— Work request —
Your output is the line containing "Mark every instance of the dark leather" plus every line after it in the listing, reproduced exactly.
╭──
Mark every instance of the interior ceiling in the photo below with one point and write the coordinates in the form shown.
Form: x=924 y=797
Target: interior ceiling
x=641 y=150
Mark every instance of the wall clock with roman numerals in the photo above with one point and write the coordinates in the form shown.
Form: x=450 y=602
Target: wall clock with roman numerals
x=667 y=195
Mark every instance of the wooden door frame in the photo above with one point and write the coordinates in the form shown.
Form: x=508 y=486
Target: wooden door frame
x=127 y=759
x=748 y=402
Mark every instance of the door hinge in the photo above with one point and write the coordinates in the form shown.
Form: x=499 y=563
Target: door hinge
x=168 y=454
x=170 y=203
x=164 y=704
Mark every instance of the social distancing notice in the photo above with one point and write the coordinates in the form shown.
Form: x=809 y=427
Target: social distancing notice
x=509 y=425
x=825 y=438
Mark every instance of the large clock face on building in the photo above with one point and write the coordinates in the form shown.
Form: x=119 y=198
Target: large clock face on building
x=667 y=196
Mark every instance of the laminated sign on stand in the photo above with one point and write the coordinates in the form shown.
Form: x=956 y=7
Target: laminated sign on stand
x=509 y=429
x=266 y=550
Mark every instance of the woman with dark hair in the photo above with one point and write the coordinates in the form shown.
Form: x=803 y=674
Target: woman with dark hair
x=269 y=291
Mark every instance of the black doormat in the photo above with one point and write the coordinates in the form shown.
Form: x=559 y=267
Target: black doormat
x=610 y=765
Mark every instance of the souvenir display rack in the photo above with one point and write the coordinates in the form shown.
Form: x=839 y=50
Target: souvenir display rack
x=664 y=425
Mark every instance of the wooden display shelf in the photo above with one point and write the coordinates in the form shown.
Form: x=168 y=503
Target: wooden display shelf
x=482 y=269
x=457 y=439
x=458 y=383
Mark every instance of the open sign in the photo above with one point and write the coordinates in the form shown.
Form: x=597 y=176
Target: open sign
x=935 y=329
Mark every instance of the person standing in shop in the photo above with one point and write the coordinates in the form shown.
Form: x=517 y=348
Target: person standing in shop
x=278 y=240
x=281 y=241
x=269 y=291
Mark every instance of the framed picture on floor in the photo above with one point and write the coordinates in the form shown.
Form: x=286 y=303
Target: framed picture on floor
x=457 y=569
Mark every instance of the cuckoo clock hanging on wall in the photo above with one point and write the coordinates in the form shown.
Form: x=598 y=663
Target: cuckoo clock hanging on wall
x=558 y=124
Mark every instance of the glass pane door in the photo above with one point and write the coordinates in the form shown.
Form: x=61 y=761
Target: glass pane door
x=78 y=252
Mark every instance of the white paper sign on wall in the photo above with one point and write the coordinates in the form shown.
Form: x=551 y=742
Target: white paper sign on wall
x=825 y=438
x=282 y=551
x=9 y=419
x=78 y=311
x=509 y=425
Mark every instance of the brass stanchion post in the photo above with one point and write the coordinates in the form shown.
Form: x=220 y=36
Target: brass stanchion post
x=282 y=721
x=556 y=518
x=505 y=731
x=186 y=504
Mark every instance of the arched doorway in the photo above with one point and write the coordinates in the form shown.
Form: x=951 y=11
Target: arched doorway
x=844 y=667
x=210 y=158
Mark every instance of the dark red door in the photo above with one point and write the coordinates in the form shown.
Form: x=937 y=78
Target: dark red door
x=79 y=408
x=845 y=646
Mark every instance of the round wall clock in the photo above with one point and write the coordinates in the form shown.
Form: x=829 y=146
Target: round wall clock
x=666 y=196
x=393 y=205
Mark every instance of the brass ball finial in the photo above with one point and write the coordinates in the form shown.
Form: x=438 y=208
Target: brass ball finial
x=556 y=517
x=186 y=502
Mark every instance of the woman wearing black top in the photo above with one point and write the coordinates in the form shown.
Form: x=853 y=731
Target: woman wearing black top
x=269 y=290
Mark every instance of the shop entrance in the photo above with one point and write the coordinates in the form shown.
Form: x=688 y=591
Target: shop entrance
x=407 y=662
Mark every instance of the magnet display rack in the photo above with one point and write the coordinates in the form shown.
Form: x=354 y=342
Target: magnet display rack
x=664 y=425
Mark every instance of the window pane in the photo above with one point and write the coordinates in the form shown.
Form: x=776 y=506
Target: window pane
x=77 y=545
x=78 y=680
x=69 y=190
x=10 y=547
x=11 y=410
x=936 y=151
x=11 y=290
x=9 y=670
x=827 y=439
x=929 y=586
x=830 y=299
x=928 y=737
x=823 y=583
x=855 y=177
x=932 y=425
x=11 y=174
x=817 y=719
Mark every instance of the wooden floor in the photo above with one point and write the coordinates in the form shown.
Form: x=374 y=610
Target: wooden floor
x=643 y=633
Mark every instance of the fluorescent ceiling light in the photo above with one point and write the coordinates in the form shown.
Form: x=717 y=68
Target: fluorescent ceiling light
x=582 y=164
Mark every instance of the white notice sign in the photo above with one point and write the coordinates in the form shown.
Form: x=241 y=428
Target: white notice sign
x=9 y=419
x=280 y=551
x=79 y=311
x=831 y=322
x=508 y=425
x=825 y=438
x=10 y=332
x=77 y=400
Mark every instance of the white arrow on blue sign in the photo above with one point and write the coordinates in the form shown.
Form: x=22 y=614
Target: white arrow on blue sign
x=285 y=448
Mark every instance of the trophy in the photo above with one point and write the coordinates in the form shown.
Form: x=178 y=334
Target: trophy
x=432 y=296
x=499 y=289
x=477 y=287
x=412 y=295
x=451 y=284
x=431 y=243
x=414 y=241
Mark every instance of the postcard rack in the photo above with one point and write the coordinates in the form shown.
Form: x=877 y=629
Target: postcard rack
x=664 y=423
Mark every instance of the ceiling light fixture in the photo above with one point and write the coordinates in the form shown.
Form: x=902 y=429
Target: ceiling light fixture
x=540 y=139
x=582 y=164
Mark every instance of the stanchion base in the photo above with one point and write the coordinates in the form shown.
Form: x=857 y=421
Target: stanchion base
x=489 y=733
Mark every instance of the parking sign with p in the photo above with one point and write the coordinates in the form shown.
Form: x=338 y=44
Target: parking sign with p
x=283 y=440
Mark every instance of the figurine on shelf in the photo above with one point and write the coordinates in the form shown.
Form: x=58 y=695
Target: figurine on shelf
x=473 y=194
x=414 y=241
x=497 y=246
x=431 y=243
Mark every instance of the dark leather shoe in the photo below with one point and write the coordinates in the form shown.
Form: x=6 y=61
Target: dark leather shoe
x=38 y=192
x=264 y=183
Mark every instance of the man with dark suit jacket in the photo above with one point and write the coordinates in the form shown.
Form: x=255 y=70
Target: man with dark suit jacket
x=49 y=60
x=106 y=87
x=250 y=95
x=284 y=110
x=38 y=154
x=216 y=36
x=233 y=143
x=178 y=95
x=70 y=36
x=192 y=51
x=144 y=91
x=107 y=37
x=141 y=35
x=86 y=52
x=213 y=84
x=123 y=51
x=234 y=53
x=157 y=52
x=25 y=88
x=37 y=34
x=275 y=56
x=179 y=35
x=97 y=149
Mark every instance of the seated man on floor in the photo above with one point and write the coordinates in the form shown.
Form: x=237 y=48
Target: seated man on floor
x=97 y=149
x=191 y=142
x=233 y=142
╰──
— Response to the task —
Mark every instance of the dark leather shoe in the photo below with one point and write the coordinates in the form shown.
Form: x=6 y=61
Target: dark leather shoe
x=38 y=192
x=264 y=183
Mark every instance of the man with dark suit jacket in the photo above with one point and write the coordinates in the form shown.
Form: x=255 y=70
Target: man with dark suit jacket
x=49 y=60
x=106 y=87
x=250 y=95
x=284 y=110
x=38 y=154
x=216 y=36
x=233 y=143
x=178 y=95
x=70 y=36
x=192 y=51
x=144 y=91
x=107 y=37
x=141 y=35
x=86 y=52
x=213 y=84
x=123 y=51
x=234 y=53
x=157 y=52
x=25 y=88
x=37 y=34
x=275 y=56
x=179 y=35
x=97 y=149
Mark every instance of the seated man on floor in the photo above with one point and write the coordinates in the form shown.
Form: x=237 y=48
Target: seated man on floor
x=97 y=149
x=191 y=142
x=233 y=142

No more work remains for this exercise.